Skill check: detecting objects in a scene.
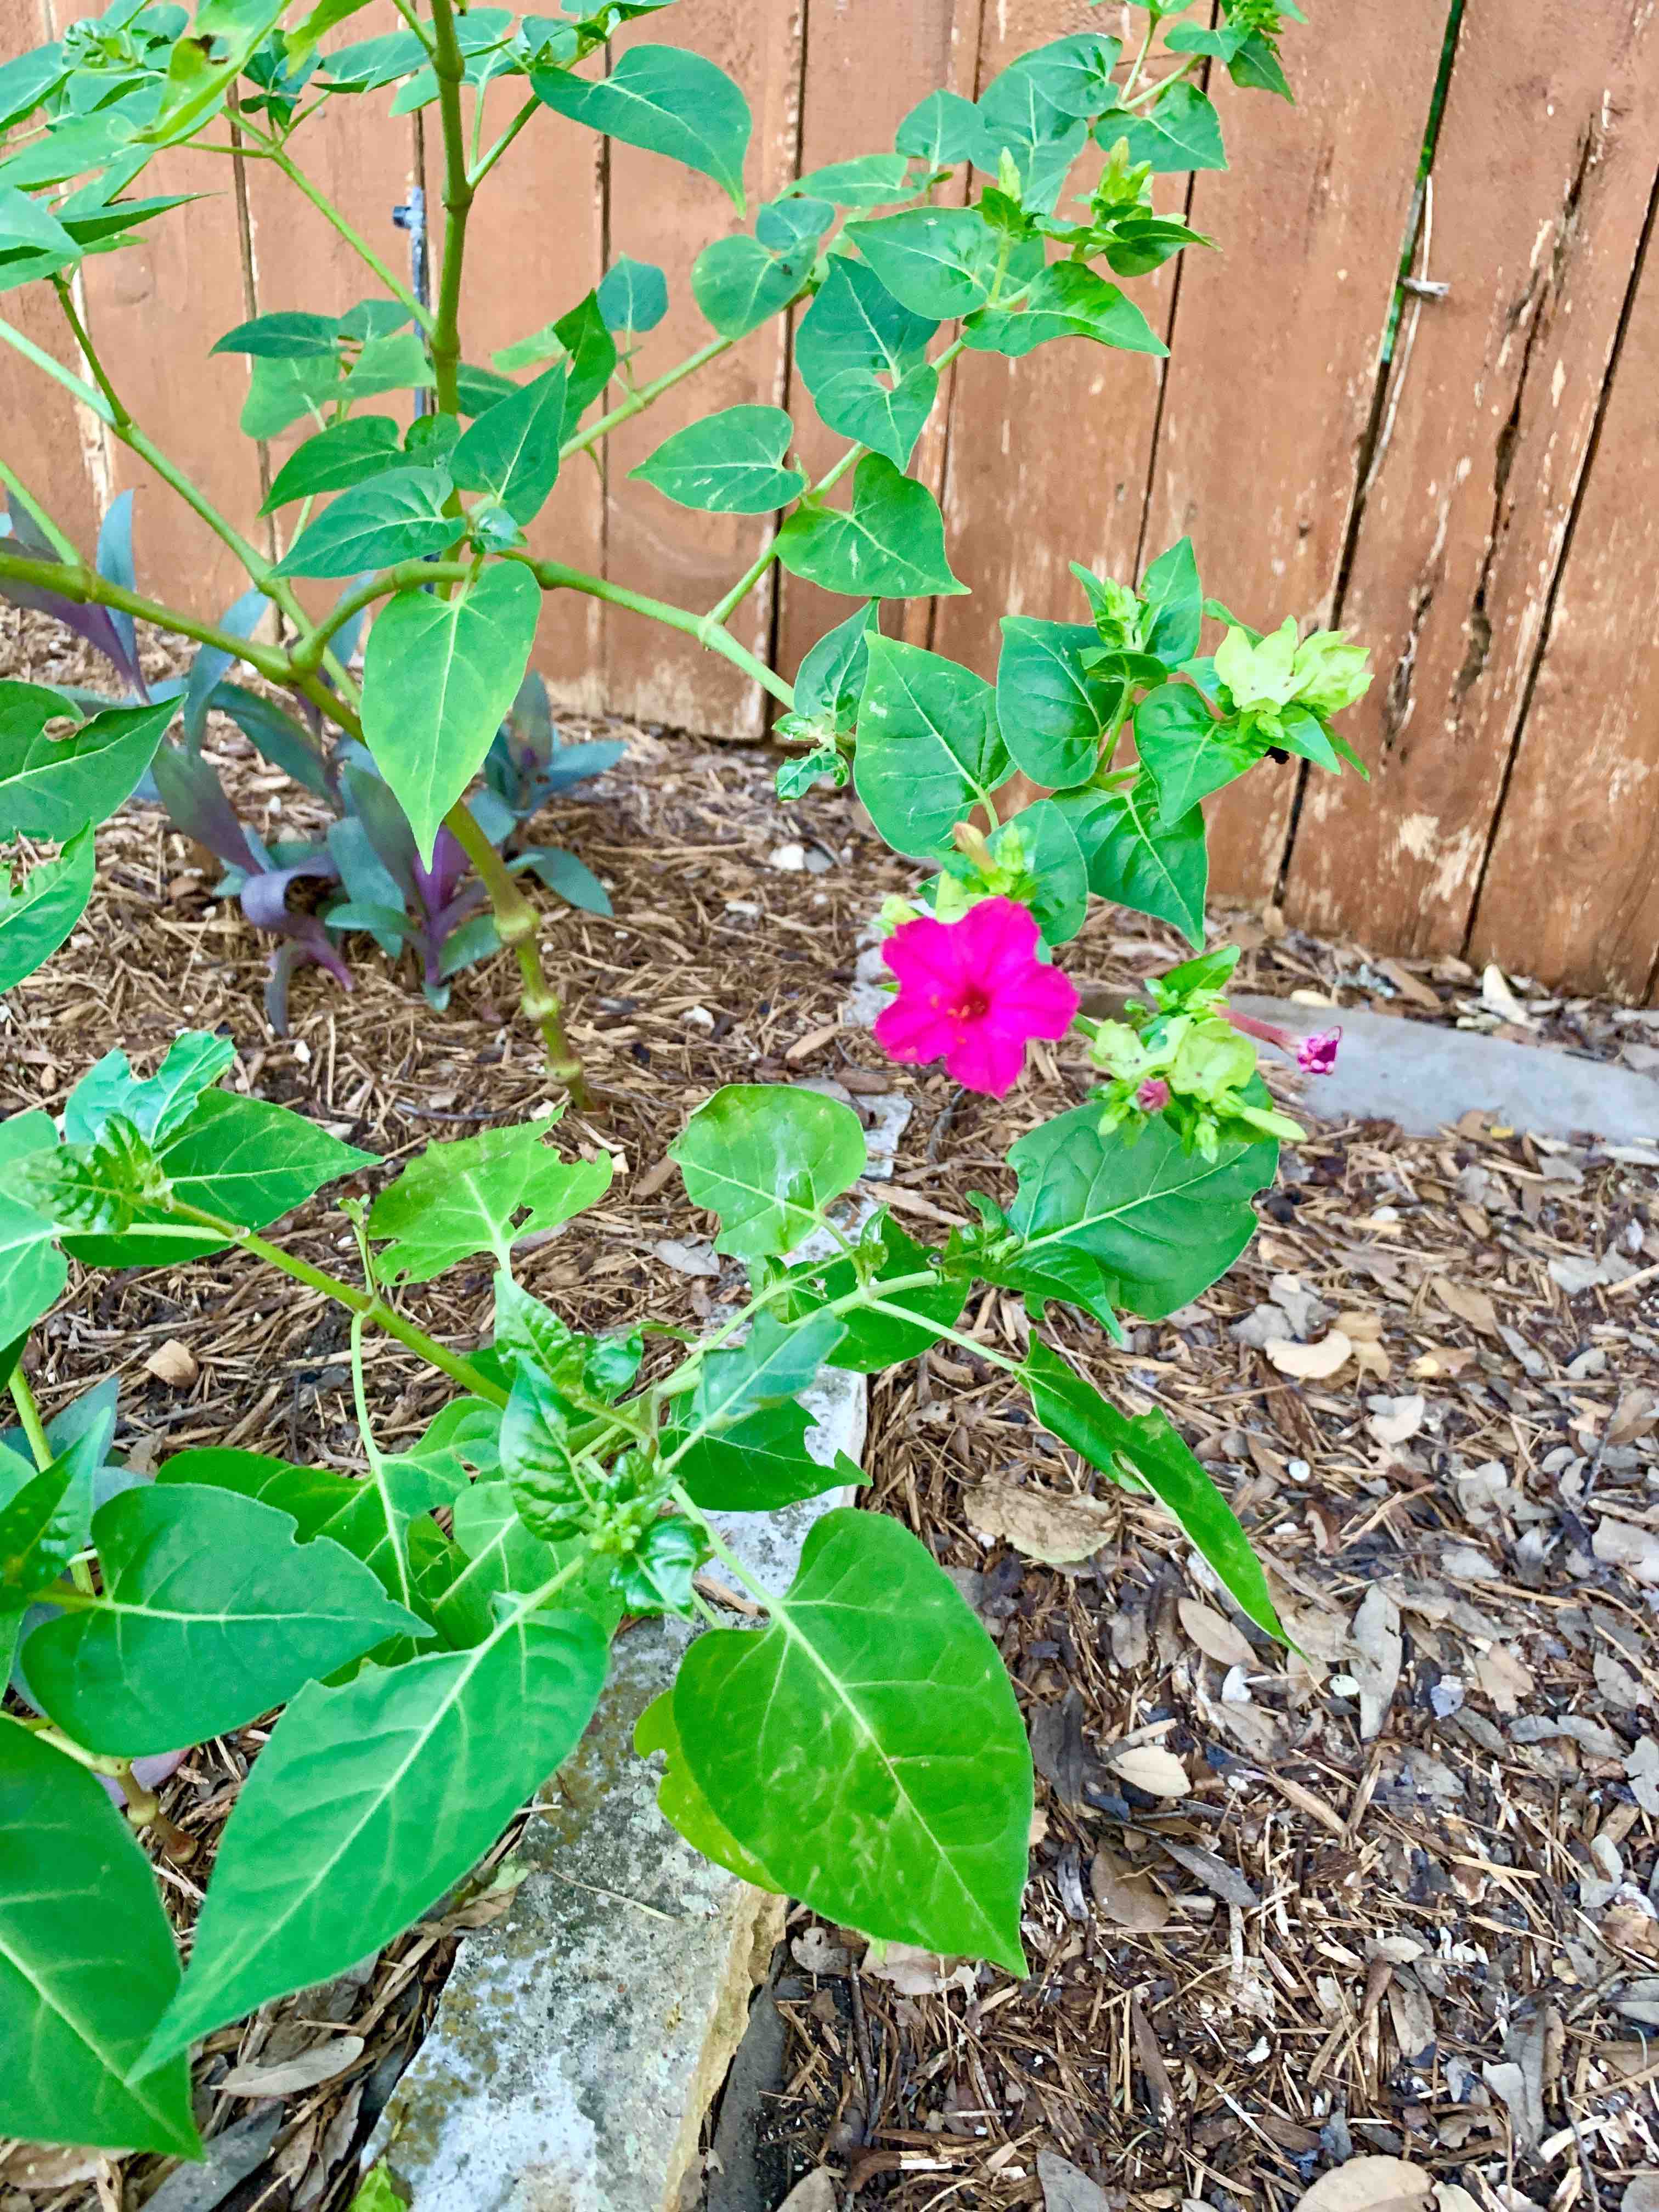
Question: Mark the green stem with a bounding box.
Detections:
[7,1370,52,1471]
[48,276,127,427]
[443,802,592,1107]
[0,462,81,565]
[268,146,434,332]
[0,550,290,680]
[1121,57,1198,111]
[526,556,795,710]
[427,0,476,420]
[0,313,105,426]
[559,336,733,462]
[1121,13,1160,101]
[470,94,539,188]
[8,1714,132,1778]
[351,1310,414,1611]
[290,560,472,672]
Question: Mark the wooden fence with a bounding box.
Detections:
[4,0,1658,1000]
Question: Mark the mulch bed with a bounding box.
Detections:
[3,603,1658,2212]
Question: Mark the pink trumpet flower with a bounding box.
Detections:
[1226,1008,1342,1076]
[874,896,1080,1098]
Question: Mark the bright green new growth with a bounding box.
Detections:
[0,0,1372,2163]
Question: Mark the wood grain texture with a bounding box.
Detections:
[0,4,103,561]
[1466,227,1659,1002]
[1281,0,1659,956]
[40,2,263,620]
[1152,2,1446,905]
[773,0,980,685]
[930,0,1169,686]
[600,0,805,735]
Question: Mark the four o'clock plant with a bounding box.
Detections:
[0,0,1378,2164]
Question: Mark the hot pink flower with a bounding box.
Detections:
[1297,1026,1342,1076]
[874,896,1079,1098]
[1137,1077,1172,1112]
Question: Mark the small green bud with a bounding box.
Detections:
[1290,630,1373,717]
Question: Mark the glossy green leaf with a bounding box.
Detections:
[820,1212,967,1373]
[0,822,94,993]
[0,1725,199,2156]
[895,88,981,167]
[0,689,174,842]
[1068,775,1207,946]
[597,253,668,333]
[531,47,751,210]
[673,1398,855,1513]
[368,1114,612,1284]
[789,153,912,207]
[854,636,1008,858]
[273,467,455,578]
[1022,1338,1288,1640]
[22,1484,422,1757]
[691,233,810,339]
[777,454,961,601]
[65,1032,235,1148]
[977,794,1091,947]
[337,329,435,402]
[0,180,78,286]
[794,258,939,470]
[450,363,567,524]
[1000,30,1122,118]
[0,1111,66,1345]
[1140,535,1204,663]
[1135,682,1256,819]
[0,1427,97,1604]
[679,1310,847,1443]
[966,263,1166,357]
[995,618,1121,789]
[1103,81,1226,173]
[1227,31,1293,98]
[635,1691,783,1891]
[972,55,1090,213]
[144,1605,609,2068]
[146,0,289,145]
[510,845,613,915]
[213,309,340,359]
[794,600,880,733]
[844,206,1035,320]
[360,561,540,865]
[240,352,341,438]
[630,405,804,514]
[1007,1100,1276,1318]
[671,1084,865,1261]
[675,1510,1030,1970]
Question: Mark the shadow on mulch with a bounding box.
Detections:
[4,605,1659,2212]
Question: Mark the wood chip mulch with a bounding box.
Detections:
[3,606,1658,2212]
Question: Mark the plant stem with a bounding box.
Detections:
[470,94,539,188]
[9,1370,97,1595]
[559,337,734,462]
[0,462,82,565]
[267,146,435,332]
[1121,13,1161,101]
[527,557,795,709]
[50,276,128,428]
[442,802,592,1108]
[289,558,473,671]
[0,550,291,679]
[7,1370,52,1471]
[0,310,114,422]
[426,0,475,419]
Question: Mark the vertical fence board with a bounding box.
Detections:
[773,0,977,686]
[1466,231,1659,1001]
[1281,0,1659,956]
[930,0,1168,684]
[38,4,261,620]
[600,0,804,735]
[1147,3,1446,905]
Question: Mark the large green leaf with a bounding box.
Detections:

About this task: Transcribe the full listing above exactly as it stands, minus the pictures.

Reply:
Skill check: detecting objects in a scene.
Question: Mark the green stem with a bounding box.
Detections:
[7,1370,52,1471]
[48,276,127,427]
[443,802,592,1107]
[0,462,81,565]
[268,146,434,332]
[0,550,290,680]
[1121,57,1198,111]
[526,556,795,710]
[427,0,476,420]
[0,313,105,426]
[559,336,733,462]
[1121,13,1160,101]
[470,94,539,188]
[8,1714,132,1778]
[351,1310,414,1611]
[290,560,472,672]
Question: Mark the wooden fence with a bounding box.
Detections:
[4,0,1658,1000]
Question: Mark the mulch bed with a bounding box.
Detections:
[3,603,1658,2212]
Question: Mark the pink trumpet flower with a bounding box.
Detections:
[1226,1008,1342,1076]
[874,896,1080,1098]
Question: Mark the bright green new growth with a bounding box.
Detections:
[0,0,1372,2163]
Question: Mark the wood grain texture with a bounding box.
Detections:
[0,4,103,561]
[1466,227,1659,1002]
[1281,0,1659,956]
[40,2,263,620]
[1152,2,1446,905]
[773,0,980,685]
[930,0,1169,686]
[600,0,805,735]
Question: Mark the four o'clock plant with a bounding box.
Detections:
[0,0,1378,2164]
Question: Mark the hot pink flower with a bounding box.
Detections:
[1297,1026,1342,1076]
[874,896,1079,1098]
[1137,1077,1172,1112]
Question: Mark the small green bud with a bounding box.
Detections:
[1290,630,1373,717]
Question: Mark the glossy green leaf with a bounding box.
Detections:
[820,1212,967,1373]
[0,822,94,993]
[0,1725,199,2156]
[895,88,981,167]
[0,689,174,842]
[1068,775,1207,946]
[597,253,668,333]
[531,47,751,210]
[673,1398,855,1513]
[368,1114,612,1284]
[789,153,912,207]
[854,636,1008,858]
[273,467,455,578]
[1022,1338,1288,1640]
[22,1484,422,1757]
[691,233,810,339]
[777,454,961,601]
[65,1032,235,1148]
[977,794,1091,947]
[337,329,435,402]
[0,180,78,286]
[794,258,939,470]
[450,363,567,524]
[1000,30,1122,118]
[0,1111,66,1345]
[1140,535,1204,663]
[1135,682,1256,819]
[0,1427,97,1604]
[679,1310,847,1443]
[966,263,1166,357]
[995,618,1121,789]
[1103,81,1226,173]
[1227,31,1293,98]
[635,1691,783,1891]
[972,55,1090,213]
[144,1605,609,2068]
[146,0,289,145]
[510,845,613,915]
[213,309,340,359]
[794,600,880,733]
[844,206,1035,320]
[360,561,540,865]
[240,352,341,438]
[630,405,804,514]
[1007,1100,1276,1318]
[671,1084,865,1261]
[675,1510,1030,1970]
Question: Mark the shadow on mulch with a bounding box.
Detections:
[4,605,1659,2212]
Question: Mark the wood chip mulch with a bounding box.
Detections:
[3,606,1658,2212]
Question: Mark the plant stem with a bounding box.
Detections:
[470,94,539,188]
[9,1370,97,1595]
[559,337,734,462]
[0,462,82,565]
[267,146,435,332]
[1121,13,1161,101]
[527,557,795,709]
[50,276,128,428]
[442,802,592,1108]
[289,558,473,671]
[0,550,291,679]
[7,1370,52,1471]
[0,310,114,422]
[426,0,475,419]
Question: Mark the vertical fence board with a bounding box.
Detections:
[773,0,977,686]
[1466,231,1659,1001]
[1281,0,1659,956]
[930,0,1168,684]
[38,4,261,620]
[600,0,804,735]
[1147,3,1446,905]
Question: Mark the large green leaf with a bounding box.
Detections:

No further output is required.